Prove there exists a sequence $\{y_n\}\subset (0,\infty)$ such that $\bar{\lim_{n\rightarrow \infty}}y_n = \infty$

Question

Let $\{a_n\}\subset \mathbb{R}$ a sequence of positive numbers such that the serie $\sum_{n=1} a_n $converge

Prove exists a sequence $\{y_n\}\subset (0,\infty)$ such that

$$\bar{\lim_{n\rightarrow \infty}}y_n = \infty$$

and

$$\sum_{n=1}a_n y_n$$ converge.

My attempt:<\b> Suppose by contradiction that forall sequence $\{y_n\}\subset (0,\infty)$ then

$$\bar{\lim_{n\rightarrow \infty}}y_n \not = \infty$$

or

$$\sum_{n=1}a_n y_n$$ diverge.

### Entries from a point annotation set
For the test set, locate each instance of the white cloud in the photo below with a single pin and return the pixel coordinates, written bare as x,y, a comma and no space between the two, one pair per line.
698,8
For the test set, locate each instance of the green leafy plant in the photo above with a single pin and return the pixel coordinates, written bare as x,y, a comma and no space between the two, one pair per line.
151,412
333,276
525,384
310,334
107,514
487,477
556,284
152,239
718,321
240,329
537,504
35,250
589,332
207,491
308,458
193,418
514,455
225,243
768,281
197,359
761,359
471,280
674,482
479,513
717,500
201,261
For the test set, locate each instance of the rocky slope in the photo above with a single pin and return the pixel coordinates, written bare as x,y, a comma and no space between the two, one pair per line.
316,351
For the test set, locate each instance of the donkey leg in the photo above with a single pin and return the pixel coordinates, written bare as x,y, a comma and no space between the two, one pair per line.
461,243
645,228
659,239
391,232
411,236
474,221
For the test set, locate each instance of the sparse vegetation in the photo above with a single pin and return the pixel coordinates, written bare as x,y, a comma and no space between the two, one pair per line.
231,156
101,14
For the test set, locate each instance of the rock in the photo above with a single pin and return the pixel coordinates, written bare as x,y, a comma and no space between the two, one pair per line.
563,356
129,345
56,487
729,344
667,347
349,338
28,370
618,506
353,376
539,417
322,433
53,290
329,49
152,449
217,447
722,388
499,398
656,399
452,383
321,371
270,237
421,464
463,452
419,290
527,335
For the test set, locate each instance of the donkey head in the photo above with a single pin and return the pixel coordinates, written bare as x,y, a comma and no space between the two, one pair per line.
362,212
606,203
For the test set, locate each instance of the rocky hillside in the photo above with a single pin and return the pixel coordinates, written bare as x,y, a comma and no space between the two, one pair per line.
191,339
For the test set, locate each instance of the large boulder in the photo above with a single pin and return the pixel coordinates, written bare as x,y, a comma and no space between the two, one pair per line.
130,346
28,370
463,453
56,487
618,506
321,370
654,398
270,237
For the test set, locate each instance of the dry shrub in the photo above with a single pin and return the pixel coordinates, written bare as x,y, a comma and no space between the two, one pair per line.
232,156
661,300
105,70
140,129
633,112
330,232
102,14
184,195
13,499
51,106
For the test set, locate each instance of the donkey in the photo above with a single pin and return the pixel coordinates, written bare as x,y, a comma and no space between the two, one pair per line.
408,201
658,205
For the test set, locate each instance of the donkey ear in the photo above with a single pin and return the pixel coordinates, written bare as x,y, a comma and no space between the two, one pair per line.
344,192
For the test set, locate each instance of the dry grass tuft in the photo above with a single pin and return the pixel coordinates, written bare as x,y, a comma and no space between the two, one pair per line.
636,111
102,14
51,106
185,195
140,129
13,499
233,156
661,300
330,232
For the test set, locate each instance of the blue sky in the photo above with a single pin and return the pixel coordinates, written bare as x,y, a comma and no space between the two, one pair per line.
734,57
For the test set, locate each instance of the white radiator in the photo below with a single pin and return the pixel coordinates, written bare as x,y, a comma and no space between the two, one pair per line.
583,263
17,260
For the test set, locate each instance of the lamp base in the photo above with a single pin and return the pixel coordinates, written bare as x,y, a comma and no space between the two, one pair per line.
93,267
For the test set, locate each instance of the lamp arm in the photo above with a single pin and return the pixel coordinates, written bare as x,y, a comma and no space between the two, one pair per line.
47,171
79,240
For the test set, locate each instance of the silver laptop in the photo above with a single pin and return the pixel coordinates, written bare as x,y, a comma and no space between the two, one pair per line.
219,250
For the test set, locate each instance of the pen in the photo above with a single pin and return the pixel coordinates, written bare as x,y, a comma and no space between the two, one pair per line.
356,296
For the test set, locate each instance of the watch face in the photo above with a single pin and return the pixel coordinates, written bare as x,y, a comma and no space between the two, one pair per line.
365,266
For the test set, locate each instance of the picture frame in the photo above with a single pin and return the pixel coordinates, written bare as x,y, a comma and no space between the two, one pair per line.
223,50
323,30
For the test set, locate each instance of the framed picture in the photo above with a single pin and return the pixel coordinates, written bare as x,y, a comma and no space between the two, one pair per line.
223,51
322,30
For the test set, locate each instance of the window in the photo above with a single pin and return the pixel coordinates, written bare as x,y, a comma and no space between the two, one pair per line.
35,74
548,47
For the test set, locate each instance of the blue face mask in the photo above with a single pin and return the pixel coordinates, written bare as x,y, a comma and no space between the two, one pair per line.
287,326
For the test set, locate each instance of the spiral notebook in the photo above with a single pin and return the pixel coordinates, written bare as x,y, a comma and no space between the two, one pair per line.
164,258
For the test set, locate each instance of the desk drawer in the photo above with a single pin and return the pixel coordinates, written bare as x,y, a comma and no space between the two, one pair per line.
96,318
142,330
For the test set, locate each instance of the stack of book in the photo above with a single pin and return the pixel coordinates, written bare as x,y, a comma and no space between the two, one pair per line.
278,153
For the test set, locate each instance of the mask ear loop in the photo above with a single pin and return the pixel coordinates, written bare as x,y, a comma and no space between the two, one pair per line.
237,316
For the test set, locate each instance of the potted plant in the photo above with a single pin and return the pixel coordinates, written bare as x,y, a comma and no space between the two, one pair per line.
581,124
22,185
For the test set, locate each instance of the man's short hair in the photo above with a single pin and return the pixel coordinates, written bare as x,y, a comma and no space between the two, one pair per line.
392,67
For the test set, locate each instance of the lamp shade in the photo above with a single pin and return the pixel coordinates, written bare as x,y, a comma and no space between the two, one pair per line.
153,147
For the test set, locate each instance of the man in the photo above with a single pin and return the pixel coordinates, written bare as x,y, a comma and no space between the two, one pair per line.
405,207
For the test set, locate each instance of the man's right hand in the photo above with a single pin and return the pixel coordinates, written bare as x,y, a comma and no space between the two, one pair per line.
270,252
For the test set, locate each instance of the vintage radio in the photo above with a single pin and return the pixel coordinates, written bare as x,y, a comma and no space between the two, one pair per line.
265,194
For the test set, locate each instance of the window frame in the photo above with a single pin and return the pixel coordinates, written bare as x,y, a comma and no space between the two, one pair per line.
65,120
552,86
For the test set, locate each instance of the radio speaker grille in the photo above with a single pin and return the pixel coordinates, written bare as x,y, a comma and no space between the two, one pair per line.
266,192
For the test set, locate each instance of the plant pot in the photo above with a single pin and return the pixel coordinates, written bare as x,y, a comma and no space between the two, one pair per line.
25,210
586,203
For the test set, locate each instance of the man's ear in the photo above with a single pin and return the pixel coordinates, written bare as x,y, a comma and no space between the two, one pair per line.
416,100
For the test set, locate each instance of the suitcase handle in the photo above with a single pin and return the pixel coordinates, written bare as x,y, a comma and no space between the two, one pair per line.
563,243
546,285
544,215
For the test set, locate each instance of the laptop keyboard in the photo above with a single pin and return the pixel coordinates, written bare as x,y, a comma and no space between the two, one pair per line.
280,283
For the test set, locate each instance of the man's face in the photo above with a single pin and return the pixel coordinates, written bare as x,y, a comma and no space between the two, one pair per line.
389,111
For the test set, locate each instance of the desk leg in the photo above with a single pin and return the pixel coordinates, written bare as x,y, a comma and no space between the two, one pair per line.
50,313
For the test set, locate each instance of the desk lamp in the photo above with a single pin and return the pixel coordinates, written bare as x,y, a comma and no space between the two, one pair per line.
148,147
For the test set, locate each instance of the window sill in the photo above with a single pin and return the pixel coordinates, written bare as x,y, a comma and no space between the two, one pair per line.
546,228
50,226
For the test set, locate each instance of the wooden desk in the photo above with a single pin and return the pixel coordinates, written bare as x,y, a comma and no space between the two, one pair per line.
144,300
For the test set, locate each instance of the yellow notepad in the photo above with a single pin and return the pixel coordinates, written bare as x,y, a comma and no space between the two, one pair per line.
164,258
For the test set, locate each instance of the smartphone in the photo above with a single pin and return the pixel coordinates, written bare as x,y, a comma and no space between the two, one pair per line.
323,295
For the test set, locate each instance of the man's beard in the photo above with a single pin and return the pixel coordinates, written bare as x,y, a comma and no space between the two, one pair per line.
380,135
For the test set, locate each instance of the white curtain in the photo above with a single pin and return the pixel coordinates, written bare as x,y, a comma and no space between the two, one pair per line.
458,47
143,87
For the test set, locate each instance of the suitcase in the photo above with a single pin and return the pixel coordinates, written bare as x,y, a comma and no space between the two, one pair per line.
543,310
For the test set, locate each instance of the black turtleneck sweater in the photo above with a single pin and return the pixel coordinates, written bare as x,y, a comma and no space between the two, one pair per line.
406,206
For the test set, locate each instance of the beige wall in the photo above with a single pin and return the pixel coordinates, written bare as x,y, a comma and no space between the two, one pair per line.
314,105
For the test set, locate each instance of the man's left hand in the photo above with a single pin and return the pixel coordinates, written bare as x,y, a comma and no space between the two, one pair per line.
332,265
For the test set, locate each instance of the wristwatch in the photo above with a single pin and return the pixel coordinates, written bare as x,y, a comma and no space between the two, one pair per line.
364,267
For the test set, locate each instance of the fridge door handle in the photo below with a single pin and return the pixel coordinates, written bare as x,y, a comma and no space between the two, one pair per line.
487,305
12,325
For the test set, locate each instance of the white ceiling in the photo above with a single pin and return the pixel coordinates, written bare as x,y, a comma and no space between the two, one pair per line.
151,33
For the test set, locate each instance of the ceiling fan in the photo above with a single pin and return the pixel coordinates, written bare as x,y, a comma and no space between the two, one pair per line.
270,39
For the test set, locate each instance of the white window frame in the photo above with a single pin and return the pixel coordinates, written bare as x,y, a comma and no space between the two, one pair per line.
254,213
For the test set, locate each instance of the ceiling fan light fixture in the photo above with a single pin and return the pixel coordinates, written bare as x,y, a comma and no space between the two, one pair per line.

### Set problem
In the forum question on sequences, what proof method does the posted attempt begin with?

### Final result
Proof by contradiction.